# International Competency Certificate



## EuroboyDC (May 13, 2013)

Hi everyone!

I'm curious whether anyone in the US has ever gotten an International Competency Certificate, and if so how. Is the ASA 104 cert a prerequisite? I'm looking to charter in Croatia next summer, and apparently they are sticklers for paperwork.

Any advice appreciated.

Thanks!

Nico


----------



## alex_sauvage (Aug 31, 2012)

They do require some form of certification from your home country , but not necessarily ICC. I recall seeing long pdf file with all accepted certifications from different countries and the limit of where you can sail with each one , but I cannot find that document right now. ASA 104 was sufficient as I recall. ASA will also issue you "Mediterranean helmsman certificate" based on your ASA104. Looks somewhat more official than your ASA log book. What you also need in Croatia is VHF radio certification.


----------



## SailBeats (Aug 15, 2014)

The Med is a little stricter on certifications than some other charter destinations. You will always be able to find a charter company that will not require an ICC. The RYA and IYT provide these ICC certificates, the ASA provides a IPC certificate. You will need to complete your ASA104 and then apply using this link below. The ICC/IPC certificates are just another way for these certification authorities to get more money. I would ask a few charter companies what their requirements are first. 

asa.com/lts-international_proficiency_certificate.html


----------

INFORMATION GIVEN>

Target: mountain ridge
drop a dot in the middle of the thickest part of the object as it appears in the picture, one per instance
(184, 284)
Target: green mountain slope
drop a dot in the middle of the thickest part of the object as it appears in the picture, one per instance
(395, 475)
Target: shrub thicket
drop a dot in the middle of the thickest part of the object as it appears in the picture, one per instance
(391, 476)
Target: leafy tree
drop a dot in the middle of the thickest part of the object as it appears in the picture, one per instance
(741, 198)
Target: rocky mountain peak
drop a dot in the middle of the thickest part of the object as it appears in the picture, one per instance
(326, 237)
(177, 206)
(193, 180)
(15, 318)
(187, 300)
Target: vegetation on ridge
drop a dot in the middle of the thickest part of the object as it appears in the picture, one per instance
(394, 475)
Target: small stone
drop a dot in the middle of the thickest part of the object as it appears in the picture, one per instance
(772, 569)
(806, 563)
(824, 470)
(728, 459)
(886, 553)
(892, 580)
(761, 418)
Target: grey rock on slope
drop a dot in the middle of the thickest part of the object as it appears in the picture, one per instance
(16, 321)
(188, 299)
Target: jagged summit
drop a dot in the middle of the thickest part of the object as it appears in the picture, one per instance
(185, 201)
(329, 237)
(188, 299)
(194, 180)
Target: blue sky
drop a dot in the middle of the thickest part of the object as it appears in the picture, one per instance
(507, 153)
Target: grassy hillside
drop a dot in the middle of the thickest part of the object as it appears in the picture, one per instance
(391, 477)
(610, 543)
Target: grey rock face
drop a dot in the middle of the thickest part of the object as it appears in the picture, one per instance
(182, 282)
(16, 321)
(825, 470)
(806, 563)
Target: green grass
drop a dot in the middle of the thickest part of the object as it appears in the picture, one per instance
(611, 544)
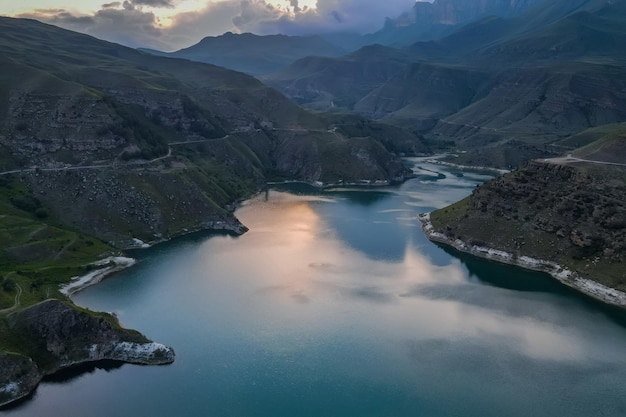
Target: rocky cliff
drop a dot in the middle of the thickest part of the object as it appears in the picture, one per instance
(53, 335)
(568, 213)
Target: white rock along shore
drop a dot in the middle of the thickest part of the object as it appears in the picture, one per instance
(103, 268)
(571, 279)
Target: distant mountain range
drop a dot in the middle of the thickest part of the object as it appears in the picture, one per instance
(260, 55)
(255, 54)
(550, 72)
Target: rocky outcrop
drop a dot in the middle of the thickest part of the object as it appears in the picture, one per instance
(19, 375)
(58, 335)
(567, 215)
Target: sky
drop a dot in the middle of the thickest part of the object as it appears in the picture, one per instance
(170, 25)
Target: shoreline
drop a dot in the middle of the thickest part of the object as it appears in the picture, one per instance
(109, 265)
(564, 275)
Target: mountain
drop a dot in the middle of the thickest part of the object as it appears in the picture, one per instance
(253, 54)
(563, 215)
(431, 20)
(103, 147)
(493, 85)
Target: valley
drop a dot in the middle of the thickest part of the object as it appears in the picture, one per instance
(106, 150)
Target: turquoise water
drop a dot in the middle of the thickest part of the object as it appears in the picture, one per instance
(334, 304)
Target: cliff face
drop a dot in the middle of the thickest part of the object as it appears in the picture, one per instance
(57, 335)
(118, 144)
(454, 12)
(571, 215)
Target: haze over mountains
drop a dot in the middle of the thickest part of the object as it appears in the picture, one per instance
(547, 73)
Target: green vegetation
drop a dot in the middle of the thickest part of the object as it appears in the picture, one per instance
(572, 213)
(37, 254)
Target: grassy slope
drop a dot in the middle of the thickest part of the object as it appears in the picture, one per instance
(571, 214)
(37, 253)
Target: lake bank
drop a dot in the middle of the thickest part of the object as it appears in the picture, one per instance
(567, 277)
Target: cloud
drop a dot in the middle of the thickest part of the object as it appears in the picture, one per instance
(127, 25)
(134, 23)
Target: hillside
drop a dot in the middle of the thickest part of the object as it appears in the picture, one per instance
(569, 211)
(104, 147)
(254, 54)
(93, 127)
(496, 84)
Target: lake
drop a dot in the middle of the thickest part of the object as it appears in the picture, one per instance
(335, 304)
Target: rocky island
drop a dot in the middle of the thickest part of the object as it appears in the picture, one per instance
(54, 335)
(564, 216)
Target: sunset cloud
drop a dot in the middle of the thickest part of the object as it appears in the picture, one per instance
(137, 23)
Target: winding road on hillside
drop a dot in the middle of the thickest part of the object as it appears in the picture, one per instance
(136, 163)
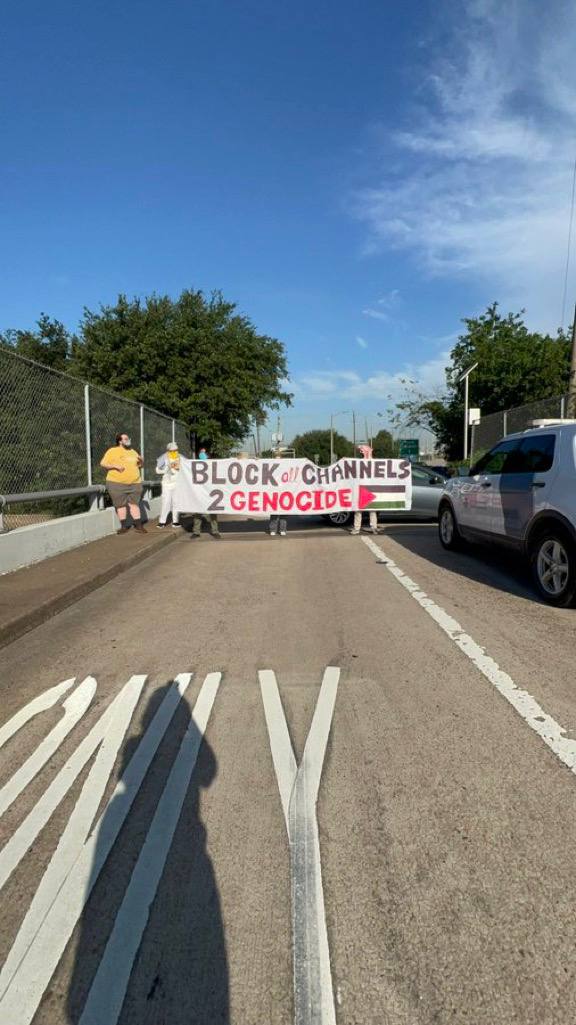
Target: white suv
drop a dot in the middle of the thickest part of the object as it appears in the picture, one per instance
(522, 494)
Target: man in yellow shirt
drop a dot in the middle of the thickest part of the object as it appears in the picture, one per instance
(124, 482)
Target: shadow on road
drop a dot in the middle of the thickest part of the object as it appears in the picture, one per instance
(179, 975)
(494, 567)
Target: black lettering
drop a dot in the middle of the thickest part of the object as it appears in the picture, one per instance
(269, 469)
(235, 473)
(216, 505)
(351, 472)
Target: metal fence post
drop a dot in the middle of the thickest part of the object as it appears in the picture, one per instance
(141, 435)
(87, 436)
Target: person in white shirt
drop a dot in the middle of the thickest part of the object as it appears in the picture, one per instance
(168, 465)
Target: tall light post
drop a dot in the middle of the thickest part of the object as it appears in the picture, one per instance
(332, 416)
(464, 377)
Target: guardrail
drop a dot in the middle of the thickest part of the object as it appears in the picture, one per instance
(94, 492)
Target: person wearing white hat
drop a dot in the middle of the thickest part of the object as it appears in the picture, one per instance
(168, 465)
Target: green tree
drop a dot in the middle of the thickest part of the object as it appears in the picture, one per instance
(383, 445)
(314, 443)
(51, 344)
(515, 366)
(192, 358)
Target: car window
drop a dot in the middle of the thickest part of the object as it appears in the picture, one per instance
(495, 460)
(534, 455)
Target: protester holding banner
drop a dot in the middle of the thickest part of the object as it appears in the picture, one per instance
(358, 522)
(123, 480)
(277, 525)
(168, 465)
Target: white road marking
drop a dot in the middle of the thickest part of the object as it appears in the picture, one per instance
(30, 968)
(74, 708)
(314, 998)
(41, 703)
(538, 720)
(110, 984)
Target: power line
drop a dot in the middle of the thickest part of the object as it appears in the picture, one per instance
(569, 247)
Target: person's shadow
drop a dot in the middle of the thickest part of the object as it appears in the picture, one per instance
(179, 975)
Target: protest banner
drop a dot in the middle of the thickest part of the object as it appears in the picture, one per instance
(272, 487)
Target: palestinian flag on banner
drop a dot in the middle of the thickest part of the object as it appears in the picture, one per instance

EXERCISE SET>
(A) In the International Competency Certificate thread, what certification besides a home-country sailing certificate does alex_sauvage say is needed in Croatia?
(B) Repeat the passage from the International Competency Certificate thread starting with "## SailBeats (Aug" and going on through "requirements are first.".

SOLVED TASKS>
(A) VHF radio certification.

(B)
## SailBeats (Aug 15, 2014)

The Med is a little stricter on certifications than some other charter destinations. You will always be able to find a charter company that will not require an ICC. The RYA and IYT provide these ICC certificates, the ASA provides a IPC certificate. You will need to complete your ASA104 and then apply using this link below. The ICC/IPC certificates are just another way for these certification authorities to get more money. I would ask a few charter companies what their requirements are first.